_TASK STATEMENT_.
Print every one of the records below again, word for word and unchanged.

_SUPPLIED DATA_.
• • • • •
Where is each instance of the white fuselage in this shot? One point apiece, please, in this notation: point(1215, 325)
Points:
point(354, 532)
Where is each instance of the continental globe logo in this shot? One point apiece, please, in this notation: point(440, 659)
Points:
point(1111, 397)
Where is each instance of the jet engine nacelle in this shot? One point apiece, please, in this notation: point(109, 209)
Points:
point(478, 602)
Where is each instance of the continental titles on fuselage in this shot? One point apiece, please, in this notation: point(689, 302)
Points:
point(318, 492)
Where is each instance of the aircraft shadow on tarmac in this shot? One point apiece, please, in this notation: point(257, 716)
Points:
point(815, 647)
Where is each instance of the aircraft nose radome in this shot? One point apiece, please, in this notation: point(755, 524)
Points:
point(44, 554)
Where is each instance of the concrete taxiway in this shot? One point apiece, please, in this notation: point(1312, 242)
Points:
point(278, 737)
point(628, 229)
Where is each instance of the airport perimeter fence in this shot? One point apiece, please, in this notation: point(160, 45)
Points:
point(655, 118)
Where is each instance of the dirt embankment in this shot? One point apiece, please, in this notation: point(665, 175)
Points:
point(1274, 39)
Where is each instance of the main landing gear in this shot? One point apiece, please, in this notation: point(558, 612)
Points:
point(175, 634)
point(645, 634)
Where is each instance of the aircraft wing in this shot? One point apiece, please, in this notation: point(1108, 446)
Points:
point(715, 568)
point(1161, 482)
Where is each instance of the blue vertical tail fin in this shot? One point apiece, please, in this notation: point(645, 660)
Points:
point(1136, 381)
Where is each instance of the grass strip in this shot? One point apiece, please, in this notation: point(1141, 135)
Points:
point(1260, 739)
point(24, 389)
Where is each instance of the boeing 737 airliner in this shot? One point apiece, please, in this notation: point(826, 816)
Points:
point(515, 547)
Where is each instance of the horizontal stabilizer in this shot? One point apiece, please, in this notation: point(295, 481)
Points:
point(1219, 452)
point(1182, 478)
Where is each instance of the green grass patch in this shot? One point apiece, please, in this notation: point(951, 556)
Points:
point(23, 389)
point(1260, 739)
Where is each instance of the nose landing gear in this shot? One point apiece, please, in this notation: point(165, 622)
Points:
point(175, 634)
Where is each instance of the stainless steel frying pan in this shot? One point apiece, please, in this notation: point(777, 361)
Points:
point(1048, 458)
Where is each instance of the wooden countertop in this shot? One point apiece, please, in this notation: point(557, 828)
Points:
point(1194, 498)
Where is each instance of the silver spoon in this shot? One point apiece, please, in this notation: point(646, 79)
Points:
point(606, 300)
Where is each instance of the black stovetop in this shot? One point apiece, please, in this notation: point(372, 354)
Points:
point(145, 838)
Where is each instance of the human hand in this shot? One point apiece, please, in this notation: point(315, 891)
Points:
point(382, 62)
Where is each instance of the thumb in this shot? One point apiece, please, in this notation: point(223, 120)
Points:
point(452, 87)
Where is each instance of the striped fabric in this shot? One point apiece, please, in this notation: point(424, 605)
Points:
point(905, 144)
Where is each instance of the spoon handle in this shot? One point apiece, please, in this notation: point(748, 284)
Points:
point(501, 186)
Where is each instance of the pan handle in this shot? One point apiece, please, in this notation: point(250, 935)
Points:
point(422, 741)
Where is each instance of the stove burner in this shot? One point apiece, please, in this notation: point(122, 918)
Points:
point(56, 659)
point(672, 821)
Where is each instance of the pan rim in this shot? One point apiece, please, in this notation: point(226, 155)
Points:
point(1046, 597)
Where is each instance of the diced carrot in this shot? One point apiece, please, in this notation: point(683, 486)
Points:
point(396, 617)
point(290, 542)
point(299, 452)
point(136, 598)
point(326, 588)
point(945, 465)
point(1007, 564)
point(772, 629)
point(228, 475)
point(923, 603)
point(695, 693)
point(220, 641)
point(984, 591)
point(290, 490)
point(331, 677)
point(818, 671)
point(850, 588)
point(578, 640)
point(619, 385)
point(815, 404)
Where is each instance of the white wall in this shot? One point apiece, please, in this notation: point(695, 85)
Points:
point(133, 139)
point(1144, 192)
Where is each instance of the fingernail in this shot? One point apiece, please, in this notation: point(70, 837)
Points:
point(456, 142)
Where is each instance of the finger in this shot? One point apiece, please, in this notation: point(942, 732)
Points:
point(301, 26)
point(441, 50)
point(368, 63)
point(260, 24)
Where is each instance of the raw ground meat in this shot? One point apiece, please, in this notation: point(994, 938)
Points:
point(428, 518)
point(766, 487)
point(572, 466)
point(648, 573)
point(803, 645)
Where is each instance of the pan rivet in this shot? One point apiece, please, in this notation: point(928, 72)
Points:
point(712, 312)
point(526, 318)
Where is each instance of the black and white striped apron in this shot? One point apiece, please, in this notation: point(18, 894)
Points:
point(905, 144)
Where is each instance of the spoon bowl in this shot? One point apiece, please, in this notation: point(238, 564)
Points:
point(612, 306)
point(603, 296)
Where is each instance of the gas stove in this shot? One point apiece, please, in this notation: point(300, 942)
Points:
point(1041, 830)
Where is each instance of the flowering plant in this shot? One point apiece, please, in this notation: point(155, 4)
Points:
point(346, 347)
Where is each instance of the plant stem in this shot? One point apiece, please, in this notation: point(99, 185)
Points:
• • • • •
_RESULT OF THIS TASK_.
Where is each instance of the white fuselage in this shot? One point apiece, please, in this notation: point(1215, 325)
Points:
point(354, 532)
Where is each instance of the continental globe logo in this shot? One point apiece, please, in this notation: point(440, 659)
Points:
point(1111, 397)
Where is each instance of the jet engine nacelle in this shot? One point apiece, please, in this notation: point(109, 209)
Points:
point(478, 602)
Where is each instance of the continental titles on fuselage in this shot? One point apiece, please, in this notation: point(689, 302)
Points:
point(318, 492)
Where is each instance of the aircraft shadow on tarmac in this shot? One point apiece, please, in this notation: point(257, 716)
Points:
point(815, 647)
Where is each instance of the aircraft nose radome in this shot? One point apiece, please, in this notation: point(755, 524)
Points:
point(44, 554)
Where is each instance of the concrete taxiway in this shot? One point apiece, please, in this notation: point(1312, 242)
Points:
point(278, 737)
point(628, 229)
Where is each instance of the airport perimeter fence in this shot? One point apiece, please, in this notation: point(160, 45)
Points:
point(655, 118)
Where is each instance of the dirt embankment in this shot? One point apiece, please, in this notation: point(665, 175)
Points:
point(1274, 39)
Where is each instance of the main landing gear in this shot? One point apiece, please, in this notation: point(558, 612)
Points:
point(175, 634)
point(645, 634)
Where is each instance of the aircraft wing in this shot? One point apiece, please, in this notation: point(1108, 446)
Points:
point(715, 568)
point(1161, 482)
Where is each instance of the blue vertical tail fin in this shot? One point apiece, please, in this notation: point(645, 660)
Points:
point(1136, 381)
Where is each instance of the grass strip in this shot? One point apiece, please, in this notation: point(1141, 135)
Points:
point(1260, 739)
point(24, 389)
Where is each instance of the boeing 737 airliner in this shot? One point apiece, please, in this notation: point(826, 816)
Points:
point(515, 547)
Where is each instance of the horizontal stabilizer in this shot? One point apiece, please, in this notation: point(295, 481)
Points:
point(1219, 452)
point(1182, 478)
Where is each instance of the green grass patch in this shot? One point apiece, please, in this notation: point(951, 556)
Points:
point(23, 389)
point(1260, 739)
Where is each instance of the nose landing gear in this shot? One point apiece, please, in this notation: point(165, 622)
Points:
point(175, 634)
Where is each instance of the stainless steel frying pan in this shot? One point apiece, please, in this notation: point(777, 361)
Points:
point(1048, 458)
Where is each instance of the wooden countertop in this shot? One point apiece, please, in this notation: point(557, 828)
Points:
point(1194, 498)
Where is each instance of the silver spoon in this shot? One point apiece, please, in this notation: point(646, 79)
Points:
point(606, 300)
Where is each instance of the black stovetop in this shot? One point apiece, please, in this notation: point(372, 354)
Points:
point(145, 838)
Where is each instance of the human hand in this shot? One point apiece, please, in this notation: point(315, 891)
Points:
point(382, 62)
Where is each instance of the thumb in this shot? One point apiece, please, in this notation: point(223, 120)
Points:
point(452, 87)
Where is each instance of the striped fabric in this shot? One point apiece, please, in this notation: point(424, 605)
Points:
point(905, 144)
Where is each instance of the spoon handle in this shot? One point apiece, please, in this notation: point(748, 284)
Points:
point(501, 186)
Where is each instance of the pan handle in this shot? One point apiece, please, in this notation: point(250, 935)
Points:
point(422, 741)
Where is each instance of the stove burner in this shot? One point apiece, please, in this notation: point(122, 918)
Points:
point(56, 659)
point(672, 821)
Where is each instance of the pan rim in this shot? One point apiece, please, in this notation: point(226, 155)
Points:
point(1046, 597)
Where is each instance of the diced carrot in this shot? One point apiece, please, in this notation: point(683, 486)
Points:
point(396, 617)
point(290, 542)
point(299, 452)
point(136, 598)
point(326, 588)
point(945, 465)
point(1007, 564)
point(772, 629)
point(228, 475)
point(923, 603)
point(695, 693)
point(220, 641)
point(984, 591)
point(290, 490)
point(331, 677)
point(818, 671)
point(850, 588)
point(578, 640)
point(619, 385)
point(815, 404)
Where is each instance of the white wall in this shot? One point apiece, please, in this notation: point(695, 85)
Points:
point(133, 139)
point(1144, 192)
Where is each instance of the fingernail in this shot? One point apiece, please, in this notation: point(70, 837)
Points:
point(456, 142)
Where is each instance of the finger in this shot? One point apiece, please, in this notation: point(942, 732)
Points:
point(301, 26)
point(441, 50)
point(368, 63)
point(260, 24)
Where is each instance of the raw ground meat in this shot? One point apiece, please, in this notation: point(994, 938)
Points:
point(428, 518)
point(766, 487)
point(572, 466)
point(648, 573)
point(803, 645)
Where is each instance of the pan rivet in this shot? One point apiece, please, in this notation: point(928, 72)
Points:
point(712, 312)
point(526, 318)
Where is each instance of the black and white striped apron in this shot? One point apiece, please, in this notation: point(18, 894)
Points:
point(905, 144)
Where is each instance of the spoon bowl in this shot? One point apiece, please, in this notation: point(238, 564)
Points:
point(612, 306)
point(603, 296)
Where is each instance of the gas stove in this shot? One point apiece, please, in this notation: point(300, 942)
Points:
point(1041, 830)
Where is each instance of the flowering plant in this shot? One point apiece, please, in this notation: point(155, 4)
Points:
point(346, 347)
Where is each instance of the plant stem in this shot? One point apiece, please, in this notation: point(99, 185)
Points:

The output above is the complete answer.